PROBLEM STATEMENT:
Each record that follows is to be duplicated exactly, though its pictures are not.

DATA FOR PROCESSING:
BEGIN
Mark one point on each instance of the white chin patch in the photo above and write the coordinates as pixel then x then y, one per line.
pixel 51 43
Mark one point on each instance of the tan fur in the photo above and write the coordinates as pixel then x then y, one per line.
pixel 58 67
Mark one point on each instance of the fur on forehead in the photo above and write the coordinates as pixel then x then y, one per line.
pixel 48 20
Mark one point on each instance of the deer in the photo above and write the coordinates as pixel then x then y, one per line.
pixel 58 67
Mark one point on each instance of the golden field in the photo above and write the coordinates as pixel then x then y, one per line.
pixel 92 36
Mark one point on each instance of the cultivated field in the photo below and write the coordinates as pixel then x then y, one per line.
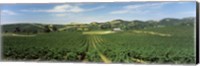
pixel 154 45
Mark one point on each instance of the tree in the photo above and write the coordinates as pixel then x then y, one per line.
pixel 55 28
pixel 46 29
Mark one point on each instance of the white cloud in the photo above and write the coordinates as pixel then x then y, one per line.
pixel 66 8
pixel 60 15
pixel 140 8
pixel 8 12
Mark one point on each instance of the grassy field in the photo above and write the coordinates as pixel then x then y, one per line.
pixel 155 45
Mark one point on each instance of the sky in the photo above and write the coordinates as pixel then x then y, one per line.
pixel 65 13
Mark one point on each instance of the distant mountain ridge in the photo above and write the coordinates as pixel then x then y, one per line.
pixel 109 25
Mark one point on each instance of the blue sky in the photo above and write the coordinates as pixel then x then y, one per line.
pixel 65 13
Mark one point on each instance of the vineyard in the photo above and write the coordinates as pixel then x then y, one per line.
pixel 132 46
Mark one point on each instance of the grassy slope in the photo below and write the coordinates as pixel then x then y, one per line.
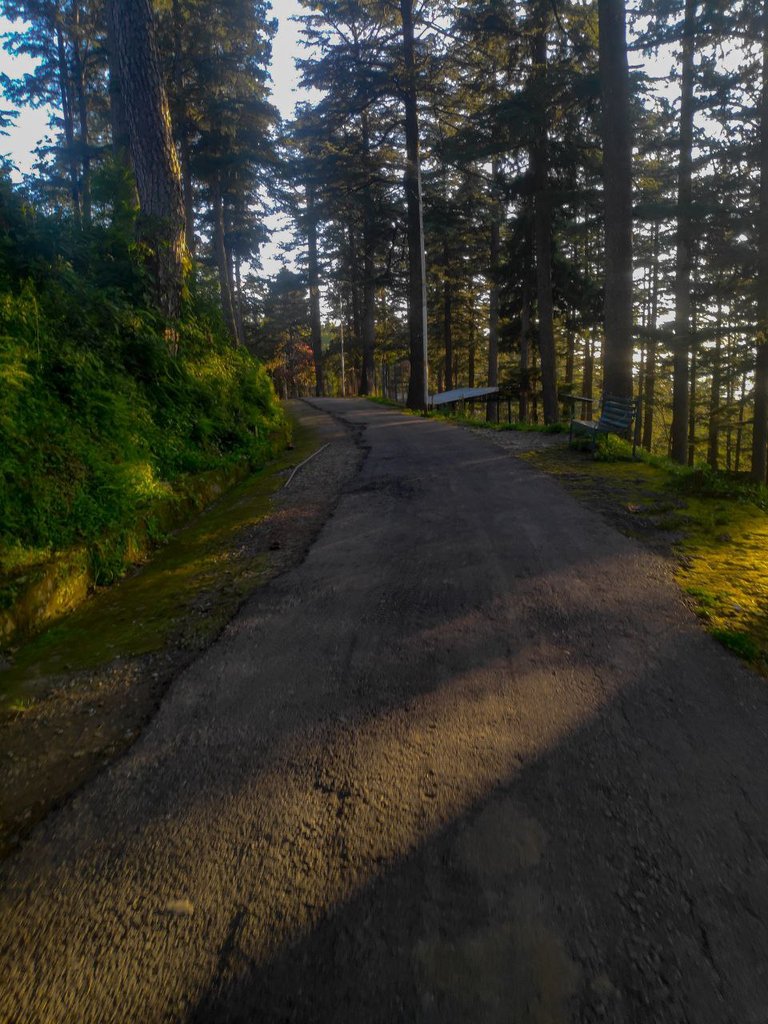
pixel 717 525
pixel 107 419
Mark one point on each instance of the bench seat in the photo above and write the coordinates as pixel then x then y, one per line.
pixel 616 417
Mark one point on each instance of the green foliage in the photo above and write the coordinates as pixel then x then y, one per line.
pixel 739 643
pixel 102 408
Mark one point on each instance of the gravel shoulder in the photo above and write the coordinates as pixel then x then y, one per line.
pixel 66 727
pixel 472 760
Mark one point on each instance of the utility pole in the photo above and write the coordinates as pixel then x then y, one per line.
pixel 341 335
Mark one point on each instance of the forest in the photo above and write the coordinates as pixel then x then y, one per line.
pixel 553 197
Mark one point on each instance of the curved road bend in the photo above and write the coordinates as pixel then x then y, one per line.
pixel 473 761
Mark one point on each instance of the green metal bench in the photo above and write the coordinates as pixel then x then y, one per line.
pixel 616 417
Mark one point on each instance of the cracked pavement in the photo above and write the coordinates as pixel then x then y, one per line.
pixel 473 760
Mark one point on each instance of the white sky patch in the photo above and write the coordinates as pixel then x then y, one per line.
pixel 286 94
pixel 31 125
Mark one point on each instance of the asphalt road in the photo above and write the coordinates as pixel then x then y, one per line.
pixel 472 761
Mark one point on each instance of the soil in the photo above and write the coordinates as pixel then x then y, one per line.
pixel 59 729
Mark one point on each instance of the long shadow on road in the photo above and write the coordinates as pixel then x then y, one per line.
pixel 399 788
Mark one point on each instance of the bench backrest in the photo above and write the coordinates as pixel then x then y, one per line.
pixel 616 414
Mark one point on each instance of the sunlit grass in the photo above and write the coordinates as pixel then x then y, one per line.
pixel 716 524
pixel 167 596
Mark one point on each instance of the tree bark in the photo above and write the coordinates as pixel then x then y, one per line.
pixel 78 76
pixel 649 390
pixel 181 127
pixel 524 351
pixel 681 370
pixel 369 267
pixel 417 295
pixel 760 433
pixel 68 118
pixel 616 132
pixel 713 450
pixel 543 231
pixel 495 256
pixel 315 325
pixel 136 62
pixel 222 259
pixel 448 320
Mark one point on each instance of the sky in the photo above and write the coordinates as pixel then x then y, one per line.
pixel 32 125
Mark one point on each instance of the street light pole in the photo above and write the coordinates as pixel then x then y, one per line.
pixel 341 333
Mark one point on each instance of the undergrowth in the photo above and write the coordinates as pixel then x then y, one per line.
pixel 103 410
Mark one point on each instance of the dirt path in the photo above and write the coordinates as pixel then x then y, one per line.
END
REPLY TO THE EXERCISE:
Mark one point on each instance of the white chin patch in the photo above and write the coordinates as pixel then x then y, one per line.
pixel 51 43
Mark one point on each instance of the tan fur in the photo above and write the coordinates as pixel then x then y, one per line.
pixel 58 67
Mark one point on each instance of the fur on forehead in the photo above and write the coordinates as pixel then x then y, one per line.
pixel 48 20
Mark one point on each instance of the deer in the photo above and write the coordinates as pixel then x then y, one per line.
pixel 58 67
Mark one point on each instance of the golden field in the photo above and write the coordinates as pixel then x then y, one per line.
pixel 92 36
Mark one point on each instance of the cultivated field in the photo below and write the coordinates as pixel then x then y, one per line.
pixel 154 45
Mark one point on each instance of the tree in the photo above and write the coordinates as pixel then x then y, one per line.
pixel 55 28
pixel 46 29
Mark one point on each instance of the white cloud in the photo above and write the coordinates as pixel then x then y, one per line.
pixel 66 8
pixel 60 15
pixel 140 8
pixel 8 12
Mark one point on each instance of the grassy field in the photo above and write the coordinates as pixel then x then y, one per line.
pixel 155 45
Mark one point on each instance of the sky in the photo above and write the coordinates as pixel then x then y, one per line.
pixel 65 13
Mark one point on each instance of the distant mountain ridge in the photo above and write the coordinates as pixel then x then y, one per line.
pixel 109 25
Mark one point on each instance of the blue sky in the photo above and write the coordinates as pixel then x then y, one per line.
pixel 65 13
Mark one point on each instance of the vineyard in the photo above and write the coordinates as pixel then x then y, one per line.
pixel 132 46
Mark one point on each instance of the grassy slope in the photo below and write the coordinates as pixel then x then y, one per line.
pixel 717 525
pixel 107 419
Mark one point on each instance of the bench seat in the photo above and write the coordinates as pixel then x then y, one per line.
pixel 616 417
Mark one point on each instance of the green foliage in the photo above and write the coordinates as pixel then x then y, one per line.
pixel 739 643
pixel 102 408
Mark one point on each instance of the gravel shoulder in the photo above and write the coordinates as pixel then x then y, one per line.
pixel 66 727
pixel 472 760
Mark one point on each instance of the utility pole in the photo above and write the coordinates as pixel then x then y, one per line.
pixel 341 335
Mark one point on each instance of the forest in the photo above and write the coordinates as pixel then x then y, one per line.
pixel 553 197
Mark one point on each instance of the curved road bend in the photo above and write the coordinates as pixel then x then y, one per line.
pixel 473 761
Mark one point on each instance of the green metal bench in the photo above and write the coordinates as pixel then x then y, one per line.
pixel 616 417
Mark one point on each instance of the cracked pavement in the photo above and write the coordinates as pixel then x then y, one per line.
pixel 473 760
Mark one point on each instance of the white sky patch in the photo above and write the coordinates as pixel then x then y, one per line.
pixel 286 94
pixel 31 125
Mark one point on each instance of the asphalt road in the photo above and write the coordinates as pixel then x then y, one per line.
pixel 472 761
Mark one point on each instance of the soil in the photo above and write the coordinates as pixel then x then y, one per line.
pixel 59 729
Mark one point on each instance of the long shadow on road in the photo above and write the coordinates as pixel then x then y, one per line.
pixel 399 788
Mark one point on each instance of the bench backrest in the photo above and write the coordinates as pixel then x then y, one per line.
pixel 616 414
Mark one point on each instance of the sunlit grass in the photo above and write the coordinates as pixel then x then y, one per line.
pixel 716 524
pixel 167 596
Mark one point on each instance of the tree bark in the photo above and write the coordinates as pixel then x then y, one per line.
pixel 78 76
pixel 649 390
pixel 181 127
pixel 524 351
pixel 681 370
pixel 369 267
pixel 417 295
pixel 760 433
pixel 68 118
pixel 616 132
pixel 713 450
pixel 543 231
pixel 495 256
pixel 315 325
pixel 136 62
pixel 222 259
pixel 448 320
Mark one point on each instance of the sky in the photo above and write the coordinates as pixel then x then y, one per line.
pixel 32 125
Mark one point on each instance of the street light pole in the photo above and write the coordinates as pixel then x then y, one per line.
pixel 341 333
Mark one point on each instance of the undergrowth in the photo above and write the coordinates as pixel then x then y, one per line.
pixel 103 410
Mark one point on each instance of the dirt path in the photo above and write the coordinates as pixel then x then y, one per line.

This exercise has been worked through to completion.